PASSAGE PROVIDED.
○ ○ ○ ○

Is begotten of God ... has the meaning of "is born of God," that is, has received the new birth, being raised "to walk in newness of life" (Romans 6:3-5).

Whosoever loveth him that begat loveth also him that is begotten ... In other words, whosoever loves God, being himself a child of God, loves not God alone but all of God’s other children also. John’s argument here is a type of compound syllogism called "sorites," but with some of the steps omitted. The entire argument would be something like this:

Everyone with obedient faith in Christ is a child of God.

Every child of God loves the Father.

Therefore, everyone with obedient faith loves God.

Everyone that loves God loves God’s children.

Therefore, everyone with obedient faith loves the children of God.

1 John 5:2 --Hereby we know that we love the children of God, when we love God and do his commandments.

John echoed here the teachings of the Master who declared that, "If ye love me, ye will keep my commandments" (John 14:15). Love of God, therefore, is the type of regard for the Father that issues in keeping his word and obeying the commandments that he gave. The same is true of love for the brethren. "It is practical and active, and expresses itself in deed and in truth, in sacrificial service."[1] "True Christian love, therefore, is that which proceeds from love to God, and leads us to obey all his commandments."[2] Both with regard to love, as here, and with regard to faith, John’s usage of either term always carried inherently the concept of obedience.

○ ○ ○ ○

DATASET ENTRIES.
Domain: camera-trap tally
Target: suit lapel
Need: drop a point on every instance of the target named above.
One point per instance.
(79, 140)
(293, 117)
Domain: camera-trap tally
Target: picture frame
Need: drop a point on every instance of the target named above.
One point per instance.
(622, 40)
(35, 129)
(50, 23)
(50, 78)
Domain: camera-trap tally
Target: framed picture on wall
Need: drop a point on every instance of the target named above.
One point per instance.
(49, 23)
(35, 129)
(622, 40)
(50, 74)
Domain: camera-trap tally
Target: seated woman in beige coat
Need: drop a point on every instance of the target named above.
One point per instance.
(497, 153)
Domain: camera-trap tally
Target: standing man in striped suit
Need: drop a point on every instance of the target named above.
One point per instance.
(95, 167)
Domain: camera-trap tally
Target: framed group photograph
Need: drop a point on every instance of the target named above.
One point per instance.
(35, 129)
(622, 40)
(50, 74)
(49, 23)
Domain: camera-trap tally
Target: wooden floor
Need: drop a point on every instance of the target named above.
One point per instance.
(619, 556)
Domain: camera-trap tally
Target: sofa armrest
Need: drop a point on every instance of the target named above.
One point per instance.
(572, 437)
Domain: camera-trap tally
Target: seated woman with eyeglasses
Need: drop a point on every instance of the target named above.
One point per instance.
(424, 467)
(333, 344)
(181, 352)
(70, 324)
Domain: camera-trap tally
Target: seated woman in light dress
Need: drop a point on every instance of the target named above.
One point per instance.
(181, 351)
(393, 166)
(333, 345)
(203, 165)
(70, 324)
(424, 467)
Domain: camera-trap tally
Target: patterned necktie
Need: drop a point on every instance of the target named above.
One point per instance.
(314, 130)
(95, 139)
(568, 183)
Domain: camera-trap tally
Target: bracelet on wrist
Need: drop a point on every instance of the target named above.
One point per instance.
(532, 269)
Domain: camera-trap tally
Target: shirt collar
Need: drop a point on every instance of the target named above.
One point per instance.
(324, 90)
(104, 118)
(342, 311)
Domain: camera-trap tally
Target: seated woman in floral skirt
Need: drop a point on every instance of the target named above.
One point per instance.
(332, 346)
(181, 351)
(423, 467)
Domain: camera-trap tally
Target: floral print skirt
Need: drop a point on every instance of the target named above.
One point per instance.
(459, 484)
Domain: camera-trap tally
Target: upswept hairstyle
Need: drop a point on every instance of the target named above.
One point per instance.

○ ○ ○ ○

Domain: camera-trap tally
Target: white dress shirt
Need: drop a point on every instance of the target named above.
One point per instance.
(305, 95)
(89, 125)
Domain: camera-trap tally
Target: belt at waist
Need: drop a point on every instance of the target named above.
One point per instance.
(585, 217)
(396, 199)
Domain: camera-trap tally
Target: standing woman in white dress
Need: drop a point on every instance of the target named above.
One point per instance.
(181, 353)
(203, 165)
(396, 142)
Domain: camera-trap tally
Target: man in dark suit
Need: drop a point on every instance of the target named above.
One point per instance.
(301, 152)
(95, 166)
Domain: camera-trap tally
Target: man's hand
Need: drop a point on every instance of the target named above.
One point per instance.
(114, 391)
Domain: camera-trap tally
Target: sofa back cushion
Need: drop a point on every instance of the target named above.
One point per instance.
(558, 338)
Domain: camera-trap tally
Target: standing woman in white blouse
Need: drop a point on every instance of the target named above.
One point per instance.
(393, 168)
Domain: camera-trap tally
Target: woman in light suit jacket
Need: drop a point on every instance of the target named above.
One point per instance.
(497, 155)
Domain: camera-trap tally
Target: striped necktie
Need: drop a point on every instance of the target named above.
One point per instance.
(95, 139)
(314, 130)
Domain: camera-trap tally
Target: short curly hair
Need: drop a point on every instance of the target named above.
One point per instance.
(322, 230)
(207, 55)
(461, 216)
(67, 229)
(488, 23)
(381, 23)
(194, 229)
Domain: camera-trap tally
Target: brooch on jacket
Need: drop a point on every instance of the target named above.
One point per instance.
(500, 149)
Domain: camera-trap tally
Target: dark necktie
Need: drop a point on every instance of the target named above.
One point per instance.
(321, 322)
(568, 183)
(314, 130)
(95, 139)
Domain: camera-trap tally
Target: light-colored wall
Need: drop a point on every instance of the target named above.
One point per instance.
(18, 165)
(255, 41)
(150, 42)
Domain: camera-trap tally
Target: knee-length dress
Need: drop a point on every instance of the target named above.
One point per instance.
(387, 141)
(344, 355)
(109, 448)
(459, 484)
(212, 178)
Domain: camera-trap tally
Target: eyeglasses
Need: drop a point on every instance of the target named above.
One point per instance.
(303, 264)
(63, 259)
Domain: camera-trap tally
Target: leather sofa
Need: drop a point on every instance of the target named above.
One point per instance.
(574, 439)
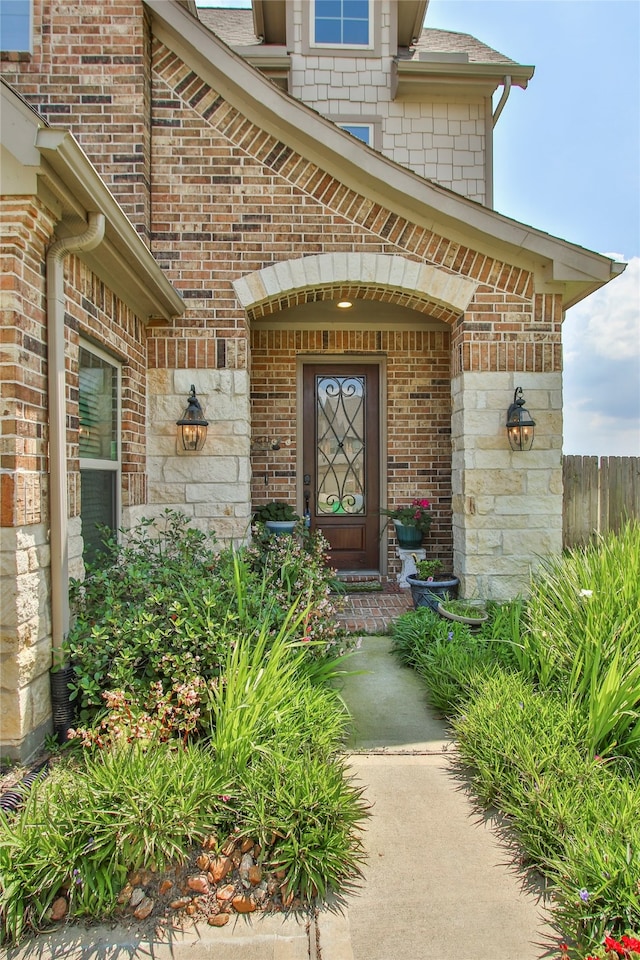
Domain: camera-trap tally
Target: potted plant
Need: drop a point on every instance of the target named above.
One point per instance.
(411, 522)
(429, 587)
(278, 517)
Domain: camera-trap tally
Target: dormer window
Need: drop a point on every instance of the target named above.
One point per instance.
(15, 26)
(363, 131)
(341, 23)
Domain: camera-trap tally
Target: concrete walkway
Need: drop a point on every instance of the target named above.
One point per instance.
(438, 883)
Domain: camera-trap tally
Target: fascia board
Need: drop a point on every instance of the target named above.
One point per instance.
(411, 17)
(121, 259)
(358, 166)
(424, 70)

○ ○ ○ ○

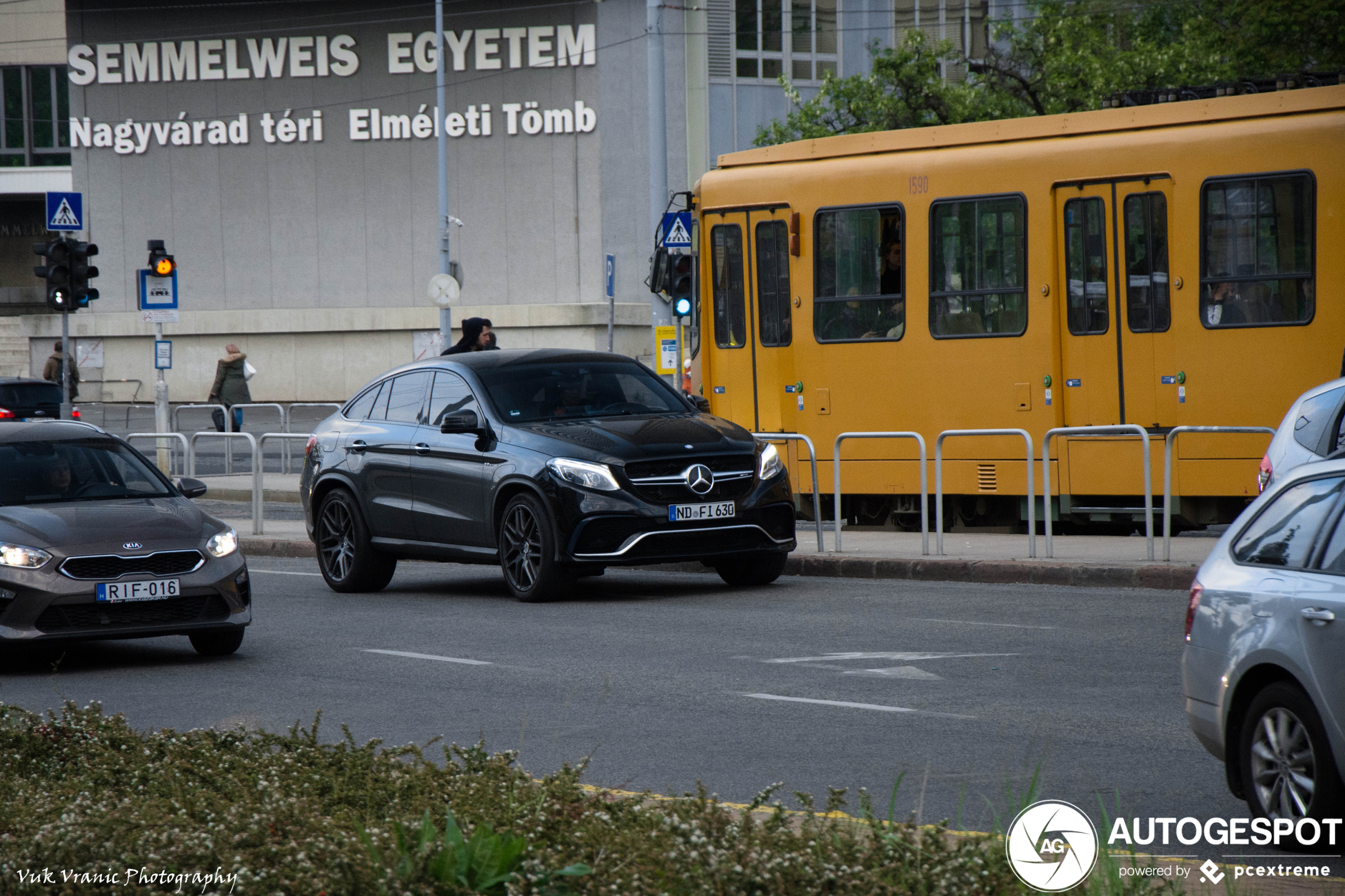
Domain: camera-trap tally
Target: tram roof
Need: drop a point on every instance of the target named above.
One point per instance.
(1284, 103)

○ ○ ○ ○

DO THIS.
From the commentary on 1 John, pull out everything from "Everyone with obedient faith in" down to "children of God.", word for word.

EXERCISE OUTPUT.
Everyone with obedient faith in Christ is a child of God.

Every child of God loves the Father.

Therefore, everyone with obedient faith loves God.

Everyone that loves God loves God’s children.

Therefore, everyone with obedient faith loves the children of God.